▶ **Task**
What follows is a listing; restate every line of it word for word.

Data listing:
>> START
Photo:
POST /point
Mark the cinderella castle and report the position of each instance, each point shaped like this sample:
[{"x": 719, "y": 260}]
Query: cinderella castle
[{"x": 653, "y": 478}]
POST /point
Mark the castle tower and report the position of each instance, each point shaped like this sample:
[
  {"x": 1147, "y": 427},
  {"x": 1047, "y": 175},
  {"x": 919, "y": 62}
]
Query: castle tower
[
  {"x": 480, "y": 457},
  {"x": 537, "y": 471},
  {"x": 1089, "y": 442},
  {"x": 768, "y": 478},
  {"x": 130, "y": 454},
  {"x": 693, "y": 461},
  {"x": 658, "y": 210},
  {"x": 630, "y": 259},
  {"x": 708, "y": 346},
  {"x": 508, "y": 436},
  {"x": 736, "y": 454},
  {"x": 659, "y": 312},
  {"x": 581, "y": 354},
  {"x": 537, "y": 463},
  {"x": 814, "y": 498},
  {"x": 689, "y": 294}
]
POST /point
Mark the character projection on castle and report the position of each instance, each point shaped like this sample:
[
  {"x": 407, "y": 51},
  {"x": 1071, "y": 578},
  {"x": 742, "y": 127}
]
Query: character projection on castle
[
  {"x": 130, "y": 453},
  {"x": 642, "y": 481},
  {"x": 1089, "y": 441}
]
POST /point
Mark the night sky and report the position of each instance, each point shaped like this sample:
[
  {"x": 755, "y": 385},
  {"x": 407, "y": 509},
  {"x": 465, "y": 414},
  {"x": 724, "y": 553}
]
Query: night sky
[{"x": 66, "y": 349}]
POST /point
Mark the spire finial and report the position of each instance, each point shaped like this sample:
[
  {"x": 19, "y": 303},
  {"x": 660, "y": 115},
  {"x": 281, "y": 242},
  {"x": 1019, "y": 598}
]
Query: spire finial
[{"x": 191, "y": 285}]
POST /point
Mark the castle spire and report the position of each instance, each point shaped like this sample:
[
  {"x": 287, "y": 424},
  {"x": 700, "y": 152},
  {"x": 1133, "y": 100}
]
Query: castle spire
>> END
▶ **Result of the task**
Photo:
POST /point
Mark the cinderella castle and report the position of each instance, each point shaped like this sample:
[{"x": 719, "y": 260}]
Query: cinderella castle
[{"x": 653, "y": 478}]
POST /point
Mark the castle tower and report the position of each instance, each point shaped like this sample:
[
  {"x": 1147, "y": 427},
  {"x": 1047, "y": 175},
  {"x": 919, "y": 62}
]
Query: castle tower
[
  {"x": 480, "y": 457},
  {"x": 537, "y": 471},
  {"x": 1089, "y": 442},
  {"x": 768, "y": 478},
  {"x": 130, "y": 454},
  {"x": 693, "y": 461},
  {"x": 658, "y": 210},
  {"x": 630, "y": 259},
  {"x": 708, "y": 346},
  {"x": 508, "y": 436},
  {"x": 736, "y": 454},
  {"x": 659, "y": 312},
  {"x": 581, "y": 354},
  {"x": 537, "y": 463},
  {"x": 814, "y": 498},
  {"x": 689, "y": 294}
]
POST /point
Mark the character projection on castle and report the position of each instance, each point shaped like this sample:
[
  {"x": 407, "y": 51},
  {"x": 1071, "y": 578},
  {"x": 742, "y": 127}
]
Query: character projection on castle
[
  {"x": 130, "y": 453},
  {"x": 642, "y": 481},
  {"x": 1089, "y": 441}
]
POST /point
Mark the night sky and report the position of each instance, each point shaped like this sample:
[
  {"x": 755, "y": 385},
  {"x": 407, "y": 509},
  {"x": 465, "y": 414},
  {"x": 724, "y": 553}
]
Query: night sky
[{"x": 66, "y": 349}]
POST /point
Mark the spire finial and report the position of each instance, each point shaped like this sample:
[
  {"x": 19, "y": 303},
  {"x": 660, "y": 115},
  {"x": 281, "y": 242},
  {"x": 1019, "y": 598}
]
Query: spire finial
[{"x": 191, "y": 285}]
POST /point
Mark the castle spire and report the position of each instance, each point shaped like this sample:
[
  {"x": 287, "y": 424},
  {"x": 700, "y": 152},
  {"x": 1133, "y": 100}
]
Query: castle spire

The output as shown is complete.